— GIVEN EXERCISE —
Reproduce the items starting at the line containing "Target: girl's eyebrow" and ending at the line containing "column 457, row 492", swapping "pink" for "magenta" and keeping everything else the same.

— Dataset records —
┄┄┄┄┄┄

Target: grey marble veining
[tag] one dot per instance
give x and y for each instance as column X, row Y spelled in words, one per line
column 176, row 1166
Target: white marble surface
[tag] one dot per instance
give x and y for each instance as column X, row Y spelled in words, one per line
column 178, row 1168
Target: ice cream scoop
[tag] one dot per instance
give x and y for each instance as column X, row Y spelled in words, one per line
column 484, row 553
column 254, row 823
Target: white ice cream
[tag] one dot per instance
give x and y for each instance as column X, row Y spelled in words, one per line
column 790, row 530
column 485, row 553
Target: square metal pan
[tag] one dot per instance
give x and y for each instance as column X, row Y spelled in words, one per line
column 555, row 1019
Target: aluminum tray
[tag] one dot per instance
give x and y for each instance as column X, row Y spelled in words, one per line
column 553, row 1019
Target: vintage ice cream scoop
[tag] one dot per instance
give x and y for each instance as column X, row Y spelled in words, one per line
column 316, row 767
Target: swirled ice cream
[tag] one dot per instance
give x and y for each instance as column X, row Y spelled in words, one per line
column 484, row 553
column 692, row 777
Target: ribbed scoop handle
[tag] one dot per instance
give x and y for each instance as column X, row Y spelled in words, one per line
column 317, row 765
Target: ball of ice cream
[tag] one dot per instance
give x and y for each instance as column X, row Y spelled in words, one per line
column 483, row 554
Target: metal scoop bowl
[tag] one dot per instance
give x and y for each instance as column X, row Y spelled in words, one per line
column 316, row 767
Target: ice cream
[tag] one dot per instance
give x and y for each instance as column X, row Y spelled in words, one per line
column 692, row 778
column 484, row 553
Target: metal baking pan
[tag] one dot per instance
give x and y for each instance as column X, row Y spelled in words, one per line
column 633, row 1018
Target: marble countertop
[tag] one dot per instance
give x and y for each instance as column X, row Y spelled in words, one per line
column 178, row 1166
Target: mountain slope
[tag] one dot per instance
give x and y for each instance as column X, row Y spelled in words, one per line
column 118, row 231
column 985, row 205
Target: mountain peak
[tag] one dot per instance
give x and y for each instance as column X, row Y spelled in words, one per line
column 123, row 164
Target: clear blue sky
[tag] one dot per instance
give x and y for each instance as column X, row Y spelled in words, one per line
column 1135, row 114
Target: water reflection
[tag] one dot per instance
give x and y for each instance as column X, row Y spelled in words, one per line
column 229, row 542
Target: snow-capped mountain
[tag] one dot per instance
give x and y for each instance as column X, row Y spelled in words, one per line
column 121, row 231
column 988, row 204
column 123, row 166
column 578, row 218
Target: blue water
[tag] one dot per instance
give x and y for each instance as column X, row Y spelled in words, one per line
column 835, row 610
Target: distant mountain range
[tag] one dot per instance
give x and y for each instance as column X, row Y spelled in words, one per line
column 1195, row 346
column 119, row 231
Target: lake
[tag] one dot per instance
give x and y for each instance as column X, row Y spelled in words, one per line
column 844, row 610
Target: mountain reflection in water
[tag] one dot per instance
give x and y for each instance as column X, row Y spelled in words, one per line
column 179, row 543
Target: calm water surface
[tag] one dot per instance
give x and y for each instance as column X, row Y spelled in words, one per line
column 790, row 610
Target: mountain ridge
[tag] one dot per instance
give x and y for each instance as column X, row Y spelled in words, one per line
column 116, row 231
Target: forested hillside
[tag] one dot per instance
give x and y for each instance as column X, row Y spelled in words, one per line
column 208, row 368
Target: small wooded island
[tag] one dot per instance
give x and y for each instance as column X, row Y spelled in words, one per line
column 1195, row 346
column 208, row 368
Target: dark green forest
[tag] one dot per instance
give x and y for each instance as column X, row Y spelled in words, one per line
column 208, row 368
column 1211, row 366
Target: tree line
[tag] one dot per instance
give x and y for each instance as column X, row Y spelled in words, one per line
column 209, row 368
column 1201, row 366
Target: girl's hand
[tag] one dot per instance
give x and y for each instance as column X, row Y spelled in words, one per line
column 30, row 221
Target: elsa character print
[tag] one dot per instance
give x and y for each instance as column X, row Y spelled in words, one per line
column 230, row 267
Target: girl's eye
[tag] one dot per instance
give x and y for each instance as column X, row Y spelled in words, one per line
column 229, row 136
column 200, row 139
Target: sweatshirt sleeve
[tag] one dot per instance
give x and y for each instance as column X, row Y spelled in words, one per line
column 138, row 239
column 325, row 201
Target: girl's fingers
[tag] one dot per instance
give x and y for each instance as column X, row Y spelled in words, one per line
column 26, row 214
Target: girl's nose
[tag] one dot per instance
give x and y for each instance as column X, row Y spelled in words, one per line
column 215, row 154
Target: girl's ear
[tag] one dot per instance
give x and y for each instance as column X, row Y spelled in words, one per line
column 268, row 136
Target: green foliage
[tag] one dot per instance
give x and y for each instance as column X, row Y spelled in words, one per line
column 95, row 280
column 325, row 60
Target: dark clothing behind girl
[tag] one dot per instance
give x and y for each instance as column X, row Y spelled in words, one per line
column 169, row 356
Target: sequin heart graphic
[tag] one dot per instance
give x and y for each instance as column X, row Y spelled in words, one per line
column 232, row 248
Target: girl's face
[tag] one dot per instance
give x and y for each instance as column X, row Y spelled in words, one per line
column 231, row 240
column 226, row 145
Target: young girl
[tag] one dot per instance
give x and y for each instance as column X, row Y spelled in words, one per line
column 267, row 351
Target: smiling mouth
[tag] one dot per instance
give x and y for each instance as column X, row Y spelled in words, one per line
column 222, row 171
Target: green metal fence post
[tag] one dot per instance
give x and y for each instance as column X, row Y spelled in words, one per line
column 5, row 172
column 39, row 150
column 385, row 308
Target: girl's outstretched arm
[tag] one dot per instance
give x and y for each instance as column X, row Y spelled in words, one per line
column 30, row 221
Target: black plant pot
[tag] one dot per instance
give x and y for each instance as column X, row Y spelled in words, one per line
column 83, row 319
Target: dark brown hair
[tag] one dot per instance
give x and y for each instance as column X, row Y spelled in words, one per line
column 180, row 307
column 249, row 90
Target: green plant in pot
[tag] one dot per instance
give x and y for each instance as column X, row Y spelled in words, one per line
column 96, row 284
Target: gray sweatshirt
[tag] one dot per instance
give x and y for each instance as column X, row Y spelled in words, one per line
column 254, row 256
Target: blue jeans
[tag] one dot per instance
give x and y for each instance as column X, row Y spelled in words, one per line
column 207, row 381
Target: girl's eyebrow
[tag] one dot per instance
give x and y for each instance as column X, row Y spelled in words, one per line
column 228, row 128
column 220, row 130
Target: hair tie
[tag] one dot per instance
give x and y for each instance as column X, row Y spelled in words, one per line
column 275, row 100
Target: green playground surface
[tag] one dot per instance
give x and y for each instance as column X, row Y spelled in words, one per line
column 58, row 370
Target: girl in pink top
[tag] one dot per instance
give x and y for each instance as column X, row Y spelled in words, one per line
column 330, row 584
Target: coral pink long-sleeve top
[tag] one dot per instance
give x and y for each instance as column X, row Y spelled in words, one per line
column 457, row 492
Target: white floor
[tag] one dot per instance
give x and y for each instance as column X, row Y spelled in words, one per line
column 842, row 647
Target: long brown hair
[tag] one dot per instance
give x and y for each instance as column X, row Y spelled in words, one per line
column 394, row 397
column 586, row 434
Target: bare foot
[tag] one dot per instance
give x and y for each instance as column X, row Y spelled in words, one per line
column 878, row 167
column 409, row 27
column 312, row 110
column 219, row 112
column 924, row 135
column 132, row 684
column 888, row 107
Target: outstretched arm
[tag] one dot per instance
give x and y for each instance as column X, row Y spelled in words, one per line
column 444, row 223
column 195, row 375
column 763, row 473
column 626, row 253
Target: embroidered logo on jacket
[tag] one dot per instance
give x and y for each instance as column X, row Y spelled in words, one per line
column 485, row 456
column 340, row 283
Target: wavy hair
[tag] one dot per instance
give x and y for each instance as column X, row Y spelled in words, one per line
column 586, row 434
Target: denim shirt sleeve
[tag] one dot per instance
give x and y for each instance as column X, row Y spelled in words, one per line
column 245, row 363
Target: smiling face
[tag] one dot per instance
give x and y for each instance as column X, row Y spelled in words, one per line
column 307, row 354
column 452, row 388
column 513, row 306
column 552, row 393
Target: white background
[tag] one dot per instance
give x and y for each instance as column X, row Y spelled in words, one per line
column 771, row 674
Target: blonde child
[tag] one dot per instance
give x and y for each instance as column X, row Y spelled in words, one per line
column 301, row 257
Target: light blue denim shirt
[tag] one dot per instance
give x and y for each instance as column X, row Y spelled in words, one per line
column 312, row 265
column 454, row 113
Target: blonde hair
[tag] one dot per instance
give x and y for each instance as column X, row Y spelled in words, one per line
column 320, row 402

┄┄┄┄┄┄

— EXPECTED OUTPUT —
Target: girl's eyebrow
[tag] one dot per instance
give x and y for each instance as column X, row Y spelled in words, one per line
column 228, row 128
column 220, row 130
Target: hair tie
[tag] one dot per instance
give x and y for each instance as column X, row Y spelled in words, one per line
column 275, row 100
Target: green playground surface
[tag] one dot per instance
give x and y for each instance as column X, row Y spelled in words, one per line
column 58, row 370
Target: girl in magenta top
[tag] one dot per instance
give x and y for each instance as column X, row Y spelled in words, one per line
column 330, row 584
Target: coral magenta long-sleeve top
[tag] one dot per instance
give x and y for each instance as column X, row Y spelled in words, one per line
column 457, row 492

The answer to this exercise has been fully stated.